§ Given task A
Reproduce the passage of the nanocrystal article from "An international team" to "emitting diodes (LEDs).".

A new nanocrystal may pave the way for more efficient LEDs.

An international team led by researchers from the U.S. Naval Research Laboratory (NRL) Center for Computational Materials Science have found that nanocrystals made of cesium lead halide perovskites (CsPbX3) is the first discovered material in which the ground exciton state is bright, making it a suitable candidate for more efficient solid-state lasers and light emitting diodes (LEDs).

“The discovery of such material, and understanding of the nature of the existence of the ground bright exciton, open the way for the discovery of other semiconductor structures with bright ground excitons,” Alexander Efros, Ph.D., a research physicist with NRL, said in a statement. “An optically active bright exciton in this material emits light much faster than in conventional light emitting materials and enables larger power, lower energy use, and faster switching for communication and sensors.”

The researchers examined lead halide perovskites with three different compositions, including chlorine, bromine and iodine and found that nanocrystals made from the compounds and their alloys can be tuned to emit light at wavelengths that span the entire visible range, while also retaining the fast light emission that gives them superior performance.

Semiconductors emit light when bound pairs of excitons recombine in a process known as radiative decay.

“In all known semiconductors and semiconductor nanostructures, the lowest energy state for a bound electron-hole pair is a 'dark' state,” Efros said. “This means the material emits light slowly and weakly.”

The lowest energy exciton in perovskite nanocrystals is bright, enabling the time it takes for the electron and hole to recombine and emit light—called the radiative lifetime—to be 20 times faster than conventional materials at room temperature and 1000 times faster at cryogenic temperatures.

§ Given task B
How many lines of the entries contain the string "plant", with case counting? Give only the number.

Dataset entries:
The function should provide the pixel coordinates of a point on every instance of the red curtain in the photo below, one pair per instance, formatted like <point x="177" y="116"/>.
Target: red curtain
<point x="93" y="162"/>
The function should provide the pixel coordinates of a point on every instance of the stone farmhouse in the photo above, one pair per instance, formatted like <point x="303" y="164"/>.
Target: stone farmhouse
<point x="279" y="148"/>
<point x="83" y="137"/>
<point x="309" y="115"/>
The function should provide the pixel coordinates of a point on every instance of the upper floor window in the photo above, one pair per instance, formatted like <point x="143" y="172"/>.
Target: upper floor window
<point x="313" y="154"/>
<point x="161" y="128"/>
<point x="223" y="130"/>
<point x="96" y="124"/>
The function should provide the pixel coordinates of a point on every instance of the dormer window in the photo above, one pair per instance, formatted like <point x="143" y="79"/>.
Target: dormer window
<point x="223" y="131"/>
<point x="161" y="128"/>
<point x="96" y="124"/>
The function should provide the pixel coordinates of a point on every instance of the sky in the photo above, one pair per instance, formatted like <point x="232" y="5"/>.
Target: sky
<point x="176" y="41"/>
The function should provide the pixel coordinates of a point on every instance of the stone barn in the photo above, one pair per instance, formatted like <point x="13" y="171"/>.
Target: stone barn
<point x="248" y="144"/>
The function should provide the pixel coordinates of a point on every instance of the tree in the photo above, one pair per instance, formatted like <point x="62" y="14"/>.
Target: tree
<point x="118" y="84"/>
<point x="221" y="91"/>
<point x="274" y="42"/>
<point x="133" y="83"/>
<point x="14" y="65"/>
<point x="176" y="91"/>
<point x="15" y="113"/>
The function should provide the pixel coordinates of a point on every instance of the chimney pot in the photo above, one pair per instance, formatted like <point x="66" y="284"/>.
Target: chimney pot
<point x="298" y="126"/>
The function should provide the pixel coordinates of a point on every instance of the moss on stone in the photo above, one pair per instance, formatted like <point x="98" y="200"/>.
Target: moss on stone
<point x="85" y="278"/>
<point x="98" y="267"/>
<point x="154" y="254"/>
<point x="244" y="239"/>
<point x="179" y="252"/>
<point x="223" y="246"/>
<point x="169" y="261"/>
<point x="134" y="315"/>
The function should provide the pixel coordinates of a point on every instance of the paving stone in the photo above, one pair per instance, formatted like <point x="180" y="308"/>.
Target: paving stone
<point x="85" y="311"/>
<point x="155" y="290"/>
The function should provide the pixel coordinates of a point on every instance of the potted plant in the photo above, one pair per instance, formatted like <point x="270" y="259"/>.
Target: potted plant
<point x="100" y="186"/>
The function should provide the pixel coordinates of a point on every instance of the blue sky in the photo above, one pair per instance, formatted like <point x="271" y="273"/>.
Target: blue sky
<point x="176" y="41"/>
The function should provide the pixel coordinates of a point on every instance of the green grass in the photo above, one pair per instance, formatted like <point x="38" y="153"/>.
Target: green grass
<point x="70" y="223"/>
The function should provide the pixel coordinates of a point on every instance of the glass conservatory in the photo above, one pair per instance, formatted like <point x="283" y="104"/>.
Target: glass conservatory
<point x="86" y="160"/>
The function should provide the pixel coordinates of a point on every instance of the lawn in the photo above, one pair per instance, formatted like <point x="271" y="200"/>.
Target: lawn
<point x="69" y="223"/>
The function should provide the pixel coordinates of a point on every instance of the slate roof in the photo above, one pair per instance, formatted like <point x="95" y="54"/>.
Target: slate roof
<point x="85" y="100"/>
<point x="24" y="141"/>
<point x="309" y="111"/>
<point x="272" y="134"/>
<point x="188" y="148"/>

§ Task output A
An international team led by researchers from the U.S. Naval Research Laboratory (NRL) Center for Computational Materials Science have found that nanocrystals made of cesium lead halide perovskites (CsPbX3) is the first discovered material in which the ground exciton state is bright, making it a suitable candidate for more efficient solid-state lasers and light emitting diodes (LEDs).

§ Task output B
2